* [Entries]:
##############################

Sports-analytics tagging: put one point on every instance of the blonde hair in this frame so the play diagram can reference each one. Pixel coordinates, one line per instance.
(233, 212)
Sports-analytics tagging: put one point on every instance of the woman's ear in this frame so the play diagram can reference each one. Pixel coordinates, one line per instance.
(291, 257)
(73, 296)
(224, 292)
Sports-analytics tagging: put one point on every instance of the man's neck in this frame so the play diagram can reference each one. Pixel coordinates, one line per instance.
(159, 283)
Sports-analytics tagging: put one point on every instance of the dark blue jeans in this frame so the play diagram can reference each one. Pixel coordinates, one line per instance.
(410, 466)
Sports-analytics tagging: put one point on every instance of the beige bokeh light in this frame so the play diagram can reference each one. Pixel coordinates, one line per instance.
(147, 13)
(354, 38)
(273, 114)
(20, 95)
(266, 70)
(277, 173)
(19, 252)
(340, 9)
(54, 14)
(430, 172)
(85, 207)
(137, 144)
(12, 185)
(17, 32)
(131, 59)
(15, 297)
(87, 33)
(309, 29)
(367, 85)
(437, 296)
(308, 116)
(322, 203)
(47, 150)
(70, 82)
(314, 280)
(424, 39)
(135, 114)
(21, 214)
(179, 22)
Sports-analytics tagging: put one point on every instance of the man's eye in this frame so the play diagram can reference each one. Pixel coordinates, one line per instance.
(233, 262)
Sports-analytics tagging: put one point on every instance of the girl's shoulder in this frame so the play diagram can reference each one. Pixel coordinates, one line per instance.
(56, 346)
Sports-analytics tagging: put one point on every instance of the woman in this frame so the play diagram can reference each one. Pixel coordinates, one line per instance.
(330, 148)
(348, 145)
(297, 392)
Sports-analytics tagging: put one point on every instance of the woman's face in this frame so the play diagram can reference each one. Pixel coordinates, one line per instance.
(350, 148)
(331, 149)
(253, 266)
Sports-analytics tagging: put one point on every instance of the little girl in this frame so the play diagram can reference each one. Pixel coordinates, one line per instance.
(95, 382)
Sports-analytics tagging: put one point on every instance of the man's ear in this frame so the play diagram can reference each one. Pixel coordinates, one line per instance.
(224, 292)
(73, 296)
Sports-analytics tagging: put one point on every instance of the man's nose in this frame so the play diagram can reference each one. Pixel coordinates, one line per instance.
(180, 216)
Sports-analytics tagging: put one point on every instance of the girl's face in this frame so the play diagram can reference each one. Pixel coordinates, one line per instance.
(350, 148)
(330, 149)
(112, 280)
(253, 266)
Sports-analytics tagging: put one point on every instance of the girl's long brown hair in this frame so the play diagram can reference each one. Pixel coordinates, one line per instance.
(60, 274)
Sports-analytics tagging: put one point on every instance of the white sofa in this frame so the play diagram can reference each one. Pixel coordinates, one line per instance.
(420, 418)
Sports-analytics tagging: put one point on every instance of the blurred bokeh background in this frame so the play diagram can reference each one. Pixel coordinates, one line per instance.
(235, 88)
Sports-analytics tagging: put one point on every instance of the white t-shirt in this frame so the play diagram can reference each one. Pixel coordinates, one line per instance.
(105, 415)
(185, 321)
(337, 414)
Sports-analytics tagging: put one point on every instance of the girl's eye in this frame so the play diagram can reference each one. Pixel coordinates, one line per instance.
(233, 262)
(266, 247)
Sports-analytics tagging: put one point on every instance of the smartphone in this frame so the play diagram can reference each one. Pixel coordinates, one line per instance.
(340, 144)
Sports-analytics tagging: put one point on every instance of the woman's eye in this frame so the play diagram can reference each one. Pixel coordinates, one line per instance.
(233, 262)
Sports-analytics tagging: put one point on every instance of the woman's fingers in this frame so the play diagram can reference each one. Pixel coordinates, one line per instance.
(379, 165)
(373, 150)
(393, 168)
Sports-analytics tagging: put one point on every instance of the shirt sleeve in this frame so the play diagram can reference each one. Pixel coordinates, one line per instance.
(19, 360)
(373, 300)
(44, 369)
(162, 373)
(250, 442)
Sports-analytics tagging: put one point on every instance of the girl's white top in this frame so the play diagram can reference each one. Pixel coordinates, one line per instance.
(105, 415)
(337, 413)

##############################

* [Problem]: Turn all of the data above into a Markdown table with the columns Row and Line, numbering each line in order and leaving out blank lines.

* [Finished exercise]:
| Row | Line |
|---|---|
| 1 | Sports-analytics tagging: put one point on every instance of the blonde hair in this frame so the play diagram can reference each one. Pixel coordinates, one line per instance. |
| 2 | (233, 212) |
| 3 | Sports-analytics tagging: put one point on every instance of the woman's ear in this frame so the play diagram can reference each one. Pixel coordinates, one line per instance. |
| 4 | (291, 257) |
| 5 | (73, 296) |
| 6 | (224, 292) |
| 7 | Sports-analytics tagging: put one point on every instance of the man's neck in this frame so the play diagram can reference each one. Pixel coordinates, one line per instance. |
| 8 | (159, 283) |
| 9 | Sports-analytics tagging: put one point on every instance of the dark blue jeans in this frame so the play diagram can reference each one. Pixel coordinates, one line per instance. |
| 10 | (410, 466) |
| 11 | Sports-analytics tagging: put one point on every instance of the beige bokeh light in this frame so the play diagram can reference each one. Pixel coordinates, one line per instance. |
| 12 | (147, 13) |
| 13 | (354, 38) |
| 14 | (273, 114) |
| 15 | (20, 95) |
| 16 | (266, 70) |
| 17 | (277, 173) |
| 18 | (19, 252) |
| 19 | (340, 9) |
| 20 | (54, 14) |
| 21 | (430, 172) |
| 22 | (85, 207) |
| 23 | (137, 144) |
| 24 | (12, 185) |
| 25 | (17, 32) |
| 26 | (131, 59) |
| 27 | (15, 297) |
| 28 | (87, 33) |
| 29 | (309, 29) |
| 30 | (367, 85) |
| 31 | (437, 296) |
| 32 | (308, 116) |
| 33 | (322, 203) |
| 34 | (47, 150) |
| 35 | (70, 82) |
| 36 | (314, 280) |
| 37 | (424, 39) |
| 38 | (135, 114) |
| 39 | (21, 214) |
| 40 | (179, 22) |
| 41 | Sports-analytics tagging: put one point on every instance of the man's eye in this frame so the play diagram can reference each one. Pixel coordinates, one line per instance. |
| 42 | (233, 262) |
| 43 | Sports-analytics tagging: put one point on every instance of the girl's shoulder in this frame so the play diagram can reference each one. Pixel coordinates, one line per instance. |
| 44 | (56, 346) |
| 45 | Sports-analytics tagging: put one point on every instance of the woman in this frame so the play diagram can reference each one. Pixel coordinates, one line per instance. |
| 46 | (330, 148) |
| 47 | (348, 145) |
| 48 | (297, 392) |
| 49 | Sports-analytics tagging: put one point on every instance of the woman's face in this frame so the play diagram can reference each one. Pixel coordinates, one line per instance. |
| 50 | (350, 148) |
| 51 | (331, 149) |
| 52 | (253, 266) |
| 53 | Sports-analytics tagging: put one point on every instance of the little girl in this frame so the play diagram can reference each one. Pixel coordinates, one line per instance. |
| 54 | (95, 382) |
| 55 | Sports-analytics tagging: put one point on every instance of the man's ear in this frame so the play diagram can reference each one. Pixel coordinates, one line per instance. |
| 56 | (224, 292) |
| 57 | (73, 296) |
| 58 | Sports-analytics tagging: put one point on every instance of the man's nose in this frame so the play diagram can reference each one. Pixel coordinates, one line per instance. |
| 59 | (180, 216) |
| 60 | Sports-analytics tagging: put one point on every instance of the girl's face in this frame so the play diagram can reference each one. Pixel coordinates, one line per instance. |
| 61 | (350, 148) |
| 62 | (330, 149) |
| 63 | (112, 280) |
| 64 | (253, 266) |
| 65 | Sports-analytics tagging: put one point on every instance of the girl's long brown hair in this frame so the play diagram can reference each one. Pixel coordinates, one line per instance. |
| 66 | (60, 274) |
| 67 | Sports-analytics tagging: put one point on every instance of the white sofa in this frame so the play diagram can reference each one. Pixel coordinates, one line per instance. |
| 68 | (420, 418) |
| 69 | Sports-analytics tagging: put one point on every instance of the blurred bokeh background in this frame so the play diagram can reference each one. Pixel coordinates, one line per instance. |
| 70 | (235, 88) |
| 71 | Sports-analytics tagging: put one point on every instance of the white t-shirt in this frame so the play diagram can reference each one. Pixel coordinates, one line per instance. |
| 72 | (105, 415) |
| 73 | (185, 321) |
| 74 | (337, 414) |
| 75 | Sports-analytics tagging: put one point on every instance of the girl's eye in this frame so the play diagram can reference each one. Pixel coordinates, one line per instance. |
| 76 | (233, 262) |
| 77 | (266, 247) |
| 78 | Sports-analytics tagging: put one point on every instance of the smartphone in this frame so the play diagram can reference each one. Pixel coordinates, one line per instance. |
| 79 | (340, 144) |
| 80 | Sports-analytics tagging: put one point on every instance of the woman's eye in this frame so the play diagram can reference each one. Pixel coordinates, one line per instance. |
| 81 | (233, 262) |
| 82 | Sports-analytics tagging: put one point on every instance of the woman's fingers in this frame so the play diagram can reference each one. Pixel coordinates, one line per instance. |
| 83 | (379, 165) |
| 84 | (373, 150) |
| 85 | (393, 168) |
| 86 | Sports-analytics tagging: put one point on every instance of the shirt sleeve in this frame so the play diagram can reference each one. Pixel coordinates, one line per instance. |
| 87 | (19, 360) |
| 88 | (373, 300) |
| 89 | (44, 369) |
| 90 | (162, 373) |
| 91 | (250, 442) |
| 92 | Sports-analytics tagging: put one point on every instance of the girl's white top in this frame so the play diagram can reference each one. Pixel coordinates, one line per instance. |
| 93 | (105, 415) |
| 94 | (337, 413) |